=== Material supplied ===

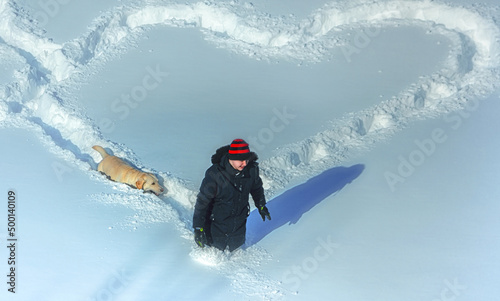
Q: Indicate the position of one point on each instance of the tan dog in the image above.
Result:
(117, 170)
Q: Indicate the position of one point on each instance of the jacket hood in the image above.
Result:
(223, 151)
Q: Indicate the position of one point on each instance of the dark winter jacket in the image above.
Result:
(222, 206)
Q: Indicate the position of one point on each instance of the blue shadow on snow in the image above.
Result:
(293, 203)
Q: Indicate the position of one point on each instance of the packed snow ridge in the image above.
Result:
(33, 98)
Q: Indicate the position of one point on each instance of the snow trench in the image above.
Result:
(34, 99)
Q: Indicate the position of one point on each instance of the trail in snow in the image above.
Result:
(35, 98)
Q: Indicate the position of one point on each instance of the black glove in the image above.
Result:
(264, 213)
(200, 237)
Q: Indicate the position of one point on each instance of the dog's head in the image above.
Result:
(149, 183)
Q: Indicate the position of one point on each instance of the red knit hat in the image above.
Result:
(239, 150)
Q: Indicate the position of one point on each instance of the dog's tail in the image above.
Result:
(101, 151)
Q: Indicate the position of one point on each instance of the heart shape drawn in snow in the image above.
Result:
(471, 72)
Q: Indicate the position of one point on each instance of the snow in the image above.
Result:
(374, 121)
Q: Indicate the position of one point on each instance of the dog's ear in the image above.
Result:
(140, 183)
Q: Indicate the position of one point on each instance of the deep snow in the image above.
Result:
(375, 122)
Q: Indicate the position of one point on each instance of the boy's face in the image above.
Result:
(238, 165)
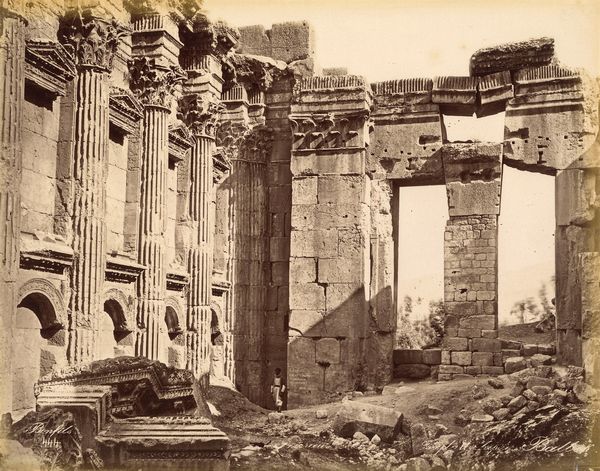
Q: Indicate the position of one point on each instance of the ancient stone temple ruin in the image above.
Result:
(181, 190)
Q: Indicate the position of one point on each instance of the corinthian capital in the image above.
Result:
(199, 114)
(92, 40)
(153, 84)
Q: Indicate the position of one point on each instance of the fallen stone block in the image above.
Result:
(414, 371)
(512, 56)
(517, 403)
(539, 359)
(501, 413)
(407, 356)
(367, 418)
(418, 436)
(514, 364)
(432, 356)
(482, 418)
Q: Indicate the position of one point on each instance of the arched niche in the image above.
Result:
(173, 340)
(37, 346)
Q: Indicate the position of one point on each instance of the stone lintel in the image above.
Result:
(156, 36)
(512, 56)
(180, 141)
(455, 95)
(121, 269)
(473, 178)
(49, 66)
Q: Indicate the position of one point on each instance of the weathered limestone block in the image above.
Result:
(330, 223)
(174, 442)
(494, 90)
(552, 121)
(408, 131)
(472, 173)
(369, 419)
(139, 386)
(512, 56)
(455, 95)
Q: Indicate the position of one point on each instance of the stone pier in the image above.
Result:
(330, 232)
(473, 175)
(12, 63)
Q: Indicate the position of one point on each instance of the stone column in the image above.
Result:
(94, 42)
(153, 85)
(12, 61)
(330, 231)
(473, 183)
(200, 115)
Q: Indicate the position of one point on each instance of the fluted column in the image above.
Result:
(94, 42)
(153, 84)
(12, 60)
(200, 116)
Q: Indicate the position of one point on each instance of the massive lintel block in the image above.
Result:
(408, 132)
(512, 56)
(330, 225)
(552, 121)
(176, 442)
(473, 174)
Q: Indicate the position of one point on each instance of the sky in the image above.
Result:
(384, 40)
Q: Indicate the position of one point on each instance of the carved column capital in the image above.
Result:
(92, 40)
(200, 114)
(152, 84)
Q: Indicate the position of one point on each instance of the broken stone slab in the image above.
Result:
(140, 386)
(165, 442)
(482, 418)
(512, 56)
(51, 432)
(540, 359)
(455, 95)
(367, 418)
(418, 436)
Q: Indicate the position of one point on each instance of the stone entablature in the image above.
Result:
(288, 181)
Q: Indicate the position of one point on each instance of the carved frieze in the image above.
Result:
(49, 66)
(92, 40)
(240, 142)
(122, 270)
(154, 84)
(330, 131)
(200, 114)
(177, 281)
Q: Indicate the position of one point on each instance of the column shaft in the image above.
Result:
(201, 256)
(152, 283)
(89, 227)
(12, 60)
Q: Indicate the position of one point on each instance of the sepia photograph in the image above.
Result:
(282, 235)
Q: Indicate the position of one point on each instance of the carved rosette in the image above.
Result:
(93, 41)
(200, 115)
(152, 84)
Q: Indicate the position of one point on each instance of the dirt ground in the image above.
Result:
(299, 440)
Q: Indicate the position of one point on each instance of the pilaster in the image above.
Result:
(473, 175)
(153, 85)
(330, 232)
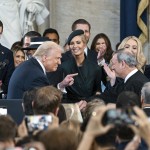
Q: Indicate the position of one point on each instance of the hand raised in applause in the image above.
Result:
(68, 81)
(111, 74)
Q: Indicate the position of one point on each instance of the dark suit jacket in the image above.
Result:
(55, 77)
(134, 84)
(26, 76)
(86, 83)
(6, 67)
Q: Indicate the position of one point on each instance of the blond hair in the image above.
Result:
(46, 48)
(141, 60)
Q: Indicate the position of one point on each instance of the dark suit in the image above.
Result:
(134, 84)
(6, 66)
(26, 76)
(55, 77)
(86, 83)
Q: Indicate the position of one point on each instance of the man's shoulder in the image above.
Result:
(2, 47)
(139, 76)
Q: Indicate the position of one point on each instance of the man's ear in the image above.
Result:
(56, 111)
(123, 64)
(44, 58)
(32, 103)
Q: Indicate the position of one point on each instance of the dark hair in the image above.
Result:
(30, 34)
(80, 21)
(8, 128)
(51, 30)
(1, 25)
(109, 50)
(17, 43)
(47, 99)
(127, 57)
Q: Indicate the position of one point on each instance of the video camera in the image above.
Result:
(118, 117)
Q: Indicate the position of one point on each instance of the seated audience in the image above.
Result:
(123, 64)
(59, 139)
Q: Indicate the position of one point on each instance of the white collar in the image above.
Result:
(41, 65)
(85, 51)
(130, 74)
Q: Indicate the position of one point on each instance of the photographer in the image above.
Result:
(94, 129)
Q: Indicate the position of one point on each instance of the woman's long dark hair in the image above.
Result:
(109, 50)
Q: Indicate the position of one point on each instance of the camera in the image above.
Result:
(118, 117)
(37, 122)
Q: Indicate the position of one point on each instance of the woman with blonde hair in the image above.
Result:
(134, 45)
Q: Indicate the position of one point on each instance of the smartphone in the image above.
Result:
(37, 122)
(3, 110)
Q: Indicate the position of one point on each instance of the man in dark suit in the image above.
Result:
(145, 98)
(32, 73)
(6, 66)
(86, 27)
(123, 63)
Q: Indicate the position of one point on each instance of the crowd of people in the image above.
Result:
(110, 87)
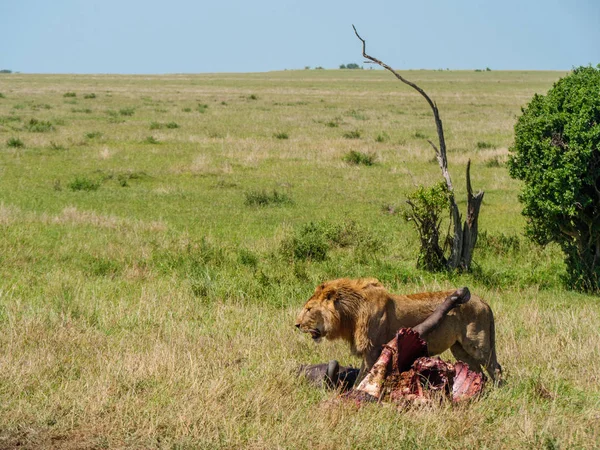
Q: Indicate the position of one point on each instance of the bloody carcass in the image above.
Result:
(404, 373)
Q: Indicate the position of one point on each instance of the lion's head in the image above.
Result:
(324, 313)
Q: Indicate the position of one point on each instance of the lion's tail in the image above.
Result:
(493, 368)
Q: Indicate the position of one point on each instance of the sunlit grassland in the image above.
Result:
(156, 308)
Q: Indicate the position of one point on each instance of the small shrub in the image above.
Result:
(41, 106)
(151, 140)
(82, 183)
(314, 240)
(354, 134)
(358, 158)
(309, 242)
(39, 126)
(500, 244)
(127, 111)
(382, 137)
(426, 210)
(15, 143)
(357, 115)
(482, 145)
(494, 162)
(264, 198)
(247, 258)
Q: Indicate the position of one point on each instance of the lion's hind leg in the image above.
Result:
(462, 355)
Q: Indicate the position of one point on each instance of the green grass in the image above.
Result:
(156, 310)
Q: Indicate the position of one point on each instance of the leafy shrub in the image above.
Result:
(15, 143)
(151, 140)
(247, 258)
(82, 183)
(556, 154)
(39, 126)
(358, 158)
(127, 111)
(314, 240)
(482, 145)
(382, 137)
(499, 243)
(264, 198)
(354, 134)
(309, 242)
(426, 209)
(350, 66)
(357, 115)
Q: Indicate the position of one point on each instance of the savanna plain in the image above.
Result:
(159, 234)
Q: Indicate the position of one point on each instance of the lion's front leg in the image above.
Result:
(369, 360)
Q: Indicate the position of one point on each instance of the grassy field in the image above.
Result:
(151, 239)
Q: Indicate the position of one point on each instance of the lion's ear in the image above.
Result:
(332, 295)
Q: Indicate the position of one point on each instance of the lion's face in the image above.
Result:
(319, 316)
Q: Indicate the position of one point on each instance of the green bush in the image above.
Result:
(427, 207)
(556, 154)
(314, 240)
(127, 111)
(82, 183)
(15, 143)
(354, 134)
(39, 126)
(264, 198)
(358, 158)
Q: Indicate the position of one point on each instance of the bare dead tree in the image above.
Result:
(465, 235)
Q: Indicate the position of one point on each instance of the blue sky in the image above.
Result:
(185, 36)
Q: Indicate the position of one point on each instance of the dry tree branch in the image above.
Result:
(465, 237)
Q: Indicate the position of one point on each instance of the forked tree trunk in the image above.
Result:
(465, 235)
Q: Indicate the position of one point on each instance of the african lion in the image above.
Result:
(363, 313)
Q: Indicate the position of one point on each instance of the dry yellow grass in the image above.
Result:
(157, 311)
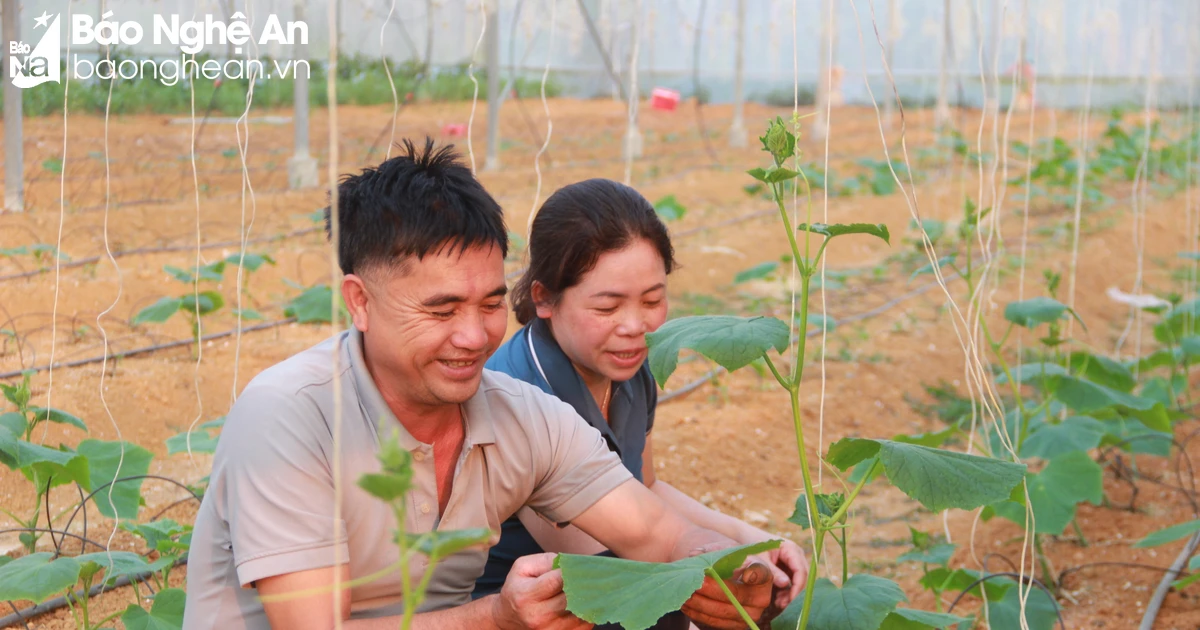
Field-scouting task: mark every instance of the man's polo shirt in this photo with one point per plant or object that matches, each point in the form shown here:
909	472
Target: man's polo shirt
269	509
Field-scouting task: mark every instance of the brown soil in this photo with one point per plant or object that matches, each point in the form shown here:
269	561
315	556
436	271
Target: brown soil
731	445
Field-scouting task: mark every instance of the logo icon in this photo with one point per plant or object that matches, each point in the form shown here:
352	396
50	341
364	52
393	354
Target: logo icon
29	67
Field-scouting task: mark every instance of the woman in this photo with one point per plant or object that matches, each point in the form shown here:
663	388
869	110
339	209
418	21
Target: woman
599	259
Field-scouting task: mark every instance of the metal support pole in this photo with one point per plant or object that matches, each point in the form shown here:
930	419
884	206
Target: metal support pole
301	167
493	88
738	127
13	137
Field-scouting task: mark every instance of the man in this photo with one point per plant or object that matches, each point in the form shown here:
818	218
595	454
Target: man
421	247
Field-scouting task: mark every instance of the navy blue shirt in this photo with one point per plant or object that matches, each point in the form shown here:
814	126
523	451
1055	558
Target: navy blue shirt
534	357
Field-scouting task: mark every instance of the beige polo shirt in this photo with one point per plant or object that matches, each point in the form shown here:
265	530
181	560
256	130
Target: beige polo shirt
269	509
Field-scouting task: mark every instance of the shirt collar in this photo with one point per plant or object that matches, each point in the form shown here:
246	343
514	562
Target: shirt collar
478	423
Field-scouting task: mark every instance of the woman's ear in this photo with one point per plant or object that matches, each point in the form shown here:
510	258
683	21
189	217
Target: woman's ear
354	294
541	300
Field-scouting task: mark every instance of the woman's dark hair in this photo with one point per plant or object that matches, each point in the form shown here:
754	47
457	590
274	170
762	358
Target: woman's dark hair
413	204
577	225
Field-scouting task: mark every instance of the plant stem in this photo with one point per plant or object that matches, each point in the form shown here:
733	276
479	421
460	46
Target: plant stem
733	600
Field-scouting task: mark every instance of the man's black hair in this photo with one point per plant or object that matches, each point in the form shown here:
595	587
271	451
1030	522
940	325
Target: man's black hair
413	204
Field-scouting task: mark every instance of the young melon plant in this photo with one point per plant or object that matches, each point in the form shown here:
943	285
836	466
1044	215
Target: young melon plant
937	479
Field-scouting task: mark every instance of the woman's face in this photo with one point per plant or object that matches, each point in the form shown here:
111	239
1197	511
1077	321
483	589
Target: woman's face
601	322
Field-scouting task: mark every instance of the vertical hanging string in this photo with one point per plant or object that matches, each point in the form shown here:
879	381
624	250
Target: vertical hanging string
391	83
550	123
335	306
100	324
471	73
631	135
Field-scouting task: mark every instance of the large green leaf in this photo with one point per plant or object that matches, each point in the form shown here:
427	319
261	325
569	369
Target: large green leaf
114	564
937	479
205	303
166	613
1075	433
1054	493
157	312
862	604
1170	534
827	504
437	545
57	415
1036	311
201	442
757	271
37	577
600	589
732	342
838	229
41	465
311	306
1039	610
109	461
1103	371
912	619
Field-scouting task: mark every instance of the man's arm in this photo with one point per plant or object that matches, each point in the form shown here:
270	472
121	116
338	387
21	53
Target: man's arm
532	598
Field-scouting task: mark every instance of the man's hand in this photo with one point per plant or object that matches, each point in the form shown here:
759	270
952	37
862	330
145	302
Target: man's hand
711	610
532	598
790	570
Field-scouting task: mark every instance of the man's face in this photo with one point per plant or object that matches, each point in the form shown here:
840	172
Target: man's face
430	327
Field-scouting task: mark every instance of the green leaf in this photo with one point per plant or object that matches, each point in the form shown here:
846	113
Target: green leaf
247	313
157	312
937	479
1075	433
251	262
208	303
827	504
201	442
115	564
838	229
166	613
757	271
155	532
774	175
311	306
36	577
438	544
862	604
1170	534
935	555
181	275
109	461
1103	371
57	415
733	342
1039	610
670	209
1036	311
15	423
928	268
1054	493
600	589
911	619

===

About this exercise |
Please go through the listing and return each line that has "suit" in it.

Solution |
Q: Indicate the position of one point on each instance of the dark suit jacket in the image above.
Q: Indicate the position of one point on each instance of the dark suit in the image above.
Q: Indicate the position of one point on each instance of the man in dark suit in the image above.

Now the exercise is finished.